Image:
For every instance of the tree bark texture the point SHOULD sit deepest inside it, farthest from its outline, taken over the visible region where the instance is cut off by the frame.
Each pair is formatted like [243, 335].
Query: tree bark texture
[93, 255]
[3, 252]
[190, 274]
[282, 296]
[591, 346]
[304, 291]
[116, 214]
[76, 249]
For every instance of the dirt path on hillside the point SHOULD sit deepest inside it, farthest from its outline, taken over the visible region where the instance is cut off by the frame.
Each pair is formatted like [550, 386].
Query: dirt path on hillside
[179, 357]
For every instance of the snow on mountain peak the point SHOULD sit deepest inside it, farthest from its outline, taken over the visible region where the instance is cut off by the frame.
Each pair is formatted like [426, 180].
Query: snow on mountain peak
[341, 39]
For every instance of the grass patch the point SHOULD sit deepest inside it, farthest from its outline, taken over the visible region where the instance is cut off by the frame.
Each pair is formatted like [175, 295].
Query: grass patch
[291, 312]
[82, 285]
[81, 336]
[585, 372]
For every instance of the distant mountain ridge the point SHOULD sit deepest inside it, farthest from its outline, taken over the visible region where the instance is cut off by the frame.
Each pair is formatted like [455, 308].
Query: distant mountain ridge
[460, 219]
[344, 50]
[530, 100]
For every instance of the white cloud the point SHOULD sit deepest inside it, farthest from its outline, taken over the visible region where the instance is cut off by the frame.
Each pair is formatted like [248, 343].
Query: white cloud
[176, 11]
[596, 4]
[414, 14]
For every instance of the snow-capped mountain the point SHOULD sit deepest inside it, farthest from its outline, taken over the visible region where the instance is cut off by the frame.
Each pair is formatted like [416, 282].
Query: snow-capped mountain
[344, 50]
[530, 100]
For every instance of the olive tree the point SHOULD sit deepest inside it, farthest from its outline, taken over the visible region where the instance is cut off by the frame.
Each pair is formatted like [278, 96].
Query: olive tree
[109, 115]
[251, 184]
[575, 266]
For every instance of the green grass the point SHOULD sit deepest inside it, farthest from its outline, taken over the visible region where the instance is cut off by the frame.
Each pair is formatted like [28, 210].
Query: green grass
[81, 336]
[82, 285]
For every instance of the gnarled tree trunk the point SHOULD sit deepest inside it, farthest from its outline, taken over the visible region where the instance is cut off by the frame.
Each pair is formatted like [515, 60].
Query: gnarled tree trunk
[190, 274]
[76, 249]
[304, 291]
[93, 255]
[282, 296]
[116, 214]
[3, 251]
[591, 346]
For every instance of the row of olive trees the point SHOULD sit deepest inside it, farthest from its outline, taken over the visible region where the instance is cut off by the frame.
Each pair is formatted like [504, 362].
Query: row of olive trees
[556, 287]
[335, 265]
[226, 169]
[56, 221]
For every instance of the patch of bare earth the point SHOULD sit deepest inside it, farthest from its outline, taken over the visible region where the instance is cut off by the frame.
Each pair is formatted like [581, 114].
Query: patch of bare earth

----------------

__Given instruction__: Render the listing above as a Markdown table with the columns Row and Line. Give each non-blank line its own row, numbered in order.

__Correct answer__:
| Row | Line |
|---|---|
| 1 | Image: |
| 2 | For every instance of the tree bark texture the point SHOULD sit deepest inside it, farthest from its outline, taken over the visible region where the instance is cut off by the frame. |
| 3 | Each pair is formatted like [243, 335]. |
| 4 | Query: tree bark texture |
| 5 | [93, 255] |
| 6 | [3, 252] |
| 7 | [190, 274] |
| 8 | [282, 296] |
| 9 | [591, 346] |
| 10 | [304, 291] |
| 11 | [116, 214] |
| 12 | [76, 249] |
| 13 | For every instance of the dirt path on hillside the point SHOULD sit deepest inside it, farthest from its outline, taken over the visible region where the instance is cut off by the frame. |
| 14 | Each pair is formatted like [550, 386]. |
| 15 | Query: dirt path on hillside |
| 16 | [179, 357] |
| 17 | For every instance of the snow on mountain peak the point SHOULD sit deepest inside it, farthest from its outline, taken over the visible region where the instance is cut off by the frame. |
| 18 | Each pair is formatted like [426, 180]. |
| 19 | Query: snow on mountain peak |
| 20 | [341, 39] |
| 21 | For every instance of the grass patch the point SHOULD sit deepest inside it, farthest from its outline, taken over the visible region where the instance is cut off by the frame. |
| 22 | Each pair is formatted like [175, 295]. |
| 23 | Query: grass patch |
| 24 | [291, 312] |
| 25 | [82, 285] |
| 26 | [81, 336] |
| 27 | [585, 372] |
| 28 | For every instance of the distant mountain ridge the point SHOULD sit deepest inside it, farthest from its outline, taken over the visible region where the instance is cut off by the frame. |
| 29 | Each pair is formatted like [455, 308]. |
| 30 | Query: distant mountain ridge |
| 31 | [460, 219] |
| 32 | [344, 50] |
| 33 | [530, 100] |
| 34 | For every instance of the white cloud the point SHOULD sit deepest inside it, farthest from its outline, taken over the visible region where the instance is cut off by the frame. |
| 35 | Each pair is formatted like [248, 343]. |
| 36 | Query: white cloud |
| 37 | [176, 11] |
| 38 | [596, 4] |
| 39 | [414, 14] |
| 40 | For every instance of the snow-capped mountain the point SHOULD sit deepest inside it, farthest from its outline, taken over the visible region where the instance is cut off by the frame. |
| 41 | Each pair is formatted like [416, 282]. |
| 42 | Query: snow-capped mountain |
| 43 | [344, 50] |
| 44 | [530, 100] |
| 45 | For every instance of the olive tree the point SHOULD sit deepest inside it, farthest from its outline, taken over the visible region where the instance is cut off by the frame. |
| 46 | Each pair is formatted like [278, 96]. |
| 47 | Query: olive tree |
| 48 | [109, 115] |
| 49 | [251, 184] |
| 50 | [575, 266] |
| 51 | For every instance of the green grass the point SHOULD sit deepest inside it, farthest from its outline, taken over the visible region where the instance is cut off by the frame. |
| 52 | Each pair is formatted like [28, 210]. |
| 53 | Query: green grass |
| 54 | [81, 336] |
| 55 | [82, 285] |
| 56 | For every instance of the gnarled tree trunk the point SHOULD sit deepest inside it, farthest from its outline, taken over the visible region where the instance is cut off by the frame. |
| 57 | Each pair is formatted like [515, 60]. |
| 58 | Query: gnarled tree trunk |
| 59 | [190, 274] |
| 60 | [76, 249] |
| 61 | [304, 291] |
| 62 | [93, 255] |
| 63 | [282, 296] |
| 64 | [116, 214] |
| 65 | [3, 251] |
| 66 | [591, 346] |
| 67 | For every instance of the row of olive trees the point SHOULD sit deepest inside it, farthest from its outline, taken over the visible region where the instance is cut off by the frame. |
| 68 | Each pair is formatted like [504, 362]. |
| 69 | Query: row of olive trees |
| 70 | [556, 287] |
| 71 | [335, 265] |
| 72 | [226, 169] |
| 73 | [56, 221] |
| 74 | For every instance of the patch of bare earth the point SHOULD sit deepest inside it, farthest from its outline, taken over the visible region where the instance is cut off by the frame. |
| 75 | Each pair is formatted like [581, 114]. |
| 76 | Query: patch of bare earth |